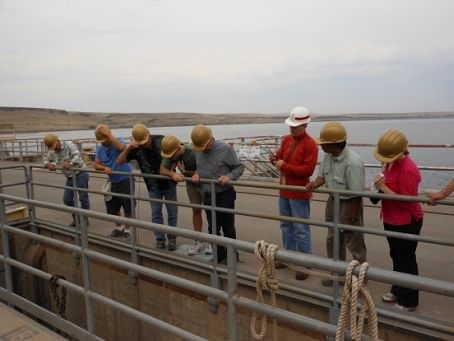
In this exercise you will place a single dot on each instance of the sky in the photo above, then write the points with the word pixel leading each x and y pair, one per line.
pixel 216 56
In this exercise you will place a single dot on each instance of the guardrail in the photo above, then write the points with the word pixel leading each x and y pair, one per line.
pixel 230 296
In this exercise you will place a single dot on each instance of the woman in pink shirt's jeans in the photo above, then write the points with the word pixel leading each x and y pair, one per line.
pixel 401 176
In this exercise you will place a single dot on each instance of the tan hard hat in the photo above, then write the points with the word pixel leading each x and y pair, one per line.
pixel 332 132
pixel 140 133
pixel 100 137
pixel 50 140
pixel 201 136
pixel 169 146
pixel 390 146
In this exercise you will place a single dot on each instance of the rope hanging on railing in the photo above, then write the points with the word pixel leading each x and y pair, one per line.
pixel 355 292
pixel 60 298
pixel 265 280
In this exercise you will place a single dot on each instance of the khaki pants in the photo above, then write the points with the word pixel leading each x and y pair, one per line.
pixel 353 240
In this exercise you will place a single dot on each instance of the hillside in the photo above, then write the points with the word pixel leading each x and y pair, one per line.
pixel 36 119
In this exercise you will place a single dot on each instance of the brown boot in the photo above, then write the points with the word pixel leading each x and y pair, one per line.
pixel 301 276
pixel 279 265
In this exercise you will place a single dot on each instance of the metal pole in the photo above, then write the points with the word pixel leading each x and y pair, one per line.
pixel 231 289
pixel 5 243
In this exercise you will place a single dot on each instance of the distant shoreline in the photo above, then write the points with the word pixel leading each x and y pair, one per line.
pixel 29 120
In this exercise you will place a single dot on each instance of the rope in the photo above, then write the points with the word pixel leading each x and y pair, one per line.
pixel 60 299
pixel 355 292
pixel 265 280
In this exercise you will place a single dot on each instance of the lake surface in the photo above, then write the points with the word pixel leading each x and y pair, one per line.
pixel 418 131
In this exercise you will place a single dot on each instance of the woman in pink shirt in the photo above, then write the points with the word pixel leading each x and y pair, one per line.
pixel 401 176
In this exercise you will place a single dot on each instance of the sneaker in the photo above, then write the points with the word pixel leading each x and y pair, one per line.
pixel 195 248
pixel 172 244
pixel 389 297
pixel 279 265
pixel 301 276
pixel 327 282
pixel 208 249
pixel 160 244
pixel 402 308
pixel 117 233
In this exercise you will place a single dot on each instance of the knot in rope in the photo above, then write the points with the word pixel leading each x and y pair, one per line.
pixel 356 297
pixel 265 280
---*---
» Written request
Rewrite every line from the start of the items through the line with "pixel 230 296", shifting each pixel coordinate in the answers up by 25, and leave the pictures out.

» Full output
In this exercise you will place a single dot on each instance of the sky in the photo above, then write the points with the word pixel leading each x and y pair, one per line.
pixel 241 81
In this exercise you will place a single dot on each instance of the guardrail in the photo above, then write the points with the word pixel leading each x and y pair, one per line.
pixel 255 321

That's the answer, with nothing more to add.